* BEGIN Text excerpt *

# 2006 FT & HT CORRECTIONS HERE!



## Vicky Trainor (May 19, 2003)

*2006 Ft & Ht Corrections Here!*

If you have any corrections to the FT or HT schedule, please post them here!


----------



## Kris Hunt (Feb 25, 2005)

Jackson Hole Retriever Club has CANCELLED their July Field Trial.

Treasure State Retriever Club has changed their August 26-27 Qualifying Derby event to an OPEN/DERBY.

Treasure State Retriever Club has ADDED a Hunt test. The dates are August 5,6 at Twin Bridges Montana. The June hunt test will be a single jr, sr, mr instead of the double jr, sr we had last year.

Kris


----------



## Guest (Feb 3, 2006)

Tacoma Retriever Club has cancelled trial in March and applied for dates in May. Will have to get back with actual May date when I have it.


----------



## North Mountain (Oct 20, 2003)

What date did you apply for? If you are conficting with the IRC trial May 5-7th then we might want to move some judges!

Thanks,
Laura


----------



## Guest (Feb 3, 2006)

we are looking at may 12th or may 26th, no conflict for irc....however i wont be there. gotta judge in nebraska.


----------



## North Mountain (Oct 20, 2003)

Sorry you're going to miss our trial Kim. Maybe I'll see you at McCall. Pet the boys for me.

Laura


----------



## Guest (Feb 4, 2006)

you cant be any sorrier than i am!
irc is one of my most favorite trials, spring and fall and you can bet your boots i will there in the fall.

* END Text excerpt *

# What is expected
List every organization in the forum thread whose name ends in "Retriever Club". The entries that follow have nothing to do with the forum thread.

* BEGIN Extracted records *

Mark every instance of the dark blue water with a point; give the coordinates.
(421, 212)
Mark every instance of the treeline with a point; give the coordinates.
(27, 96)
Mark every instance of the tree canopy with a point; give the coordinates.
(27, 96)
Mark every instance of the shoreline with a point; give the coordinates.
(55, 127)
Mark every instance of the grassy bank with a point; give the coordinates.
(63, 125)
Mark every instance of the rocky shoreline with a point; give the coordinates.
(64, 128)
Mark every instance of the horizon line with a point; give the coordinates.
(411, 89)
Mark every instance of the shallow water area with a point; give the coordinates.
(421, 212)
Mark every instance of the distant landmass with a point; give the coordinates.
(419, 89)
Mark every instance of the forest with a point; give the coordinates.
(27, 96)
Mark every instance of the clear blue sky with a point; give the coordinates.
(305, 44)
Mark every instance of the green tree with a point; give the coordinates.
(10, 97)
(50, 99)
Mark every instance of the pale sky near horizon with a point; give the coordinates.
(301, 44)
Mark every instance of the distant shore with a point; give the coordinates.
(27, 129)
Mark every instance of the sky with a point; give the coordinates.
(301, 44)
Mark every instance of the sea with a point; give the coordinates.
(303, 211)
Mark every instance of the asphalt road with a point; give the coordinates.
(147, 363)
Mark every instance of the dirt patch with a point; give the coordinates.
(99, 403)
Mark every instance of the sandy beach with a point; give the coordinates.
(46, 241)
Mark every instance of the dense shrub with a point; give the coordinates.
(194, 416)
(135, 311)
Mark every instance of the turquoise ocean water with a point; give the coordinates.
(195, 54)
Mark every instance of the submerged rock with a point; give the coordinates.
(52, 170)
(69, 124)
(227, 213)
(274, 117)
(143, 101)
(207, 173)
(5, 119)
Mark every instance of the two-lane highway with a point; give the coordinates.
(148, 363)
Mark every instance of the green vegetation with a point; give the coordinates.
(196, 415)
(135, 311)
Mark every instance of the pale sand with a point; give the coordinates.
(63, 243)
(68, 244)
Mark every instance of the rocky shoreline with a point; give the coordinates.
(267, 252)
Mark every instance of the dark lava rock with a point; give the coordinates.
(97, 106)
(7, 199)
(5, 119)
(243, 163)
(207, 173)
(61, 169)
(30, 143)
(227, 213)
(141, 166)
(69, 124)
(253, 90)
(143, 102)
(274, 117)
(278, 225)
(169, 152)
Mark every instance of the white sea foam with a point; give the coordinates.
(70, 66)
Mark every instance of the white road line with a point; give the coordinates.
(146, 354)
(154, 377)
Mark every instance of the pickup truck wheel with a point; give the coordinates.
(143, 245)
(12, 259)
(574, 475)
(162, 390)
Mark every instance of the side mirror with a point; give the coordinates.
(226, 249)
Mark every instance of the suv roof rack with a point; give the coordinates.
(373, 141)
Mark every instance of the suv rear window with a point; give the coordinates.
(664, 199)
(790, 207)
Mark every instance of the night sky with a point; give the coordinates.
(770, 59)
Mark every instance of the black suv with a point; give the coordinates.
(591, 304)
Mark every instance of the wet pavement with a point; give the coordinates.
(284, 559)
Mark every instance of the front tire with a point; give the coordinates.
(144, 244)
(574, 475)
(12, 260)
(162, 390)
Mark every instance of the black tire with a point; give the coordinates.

* END Extracted records *

# Exercise response
Jackson Hole Retriever Club
Treasure State Retriever Club
Tacoma Retriever Club